Given task:
Please turn every row below into a two-column CSV with the headers "prompt" and "points," one line per row. Put each row's text and its answer in a single quoted field apiece, replacing any line breaks with spaces.

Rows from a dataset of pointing
===

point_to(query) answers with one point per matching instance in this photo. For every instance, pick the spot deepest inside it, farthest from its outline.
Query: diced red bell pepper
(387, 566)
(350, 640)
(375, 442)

===

Result of this task:
prompt,points
"point_to(query) answers with one point per matching instance in this photo. For every instance, pick the spot deepest inside it, farthest from its outline. Query: diced red bell pepper","(387, 566) (350, 640) (375, 442)"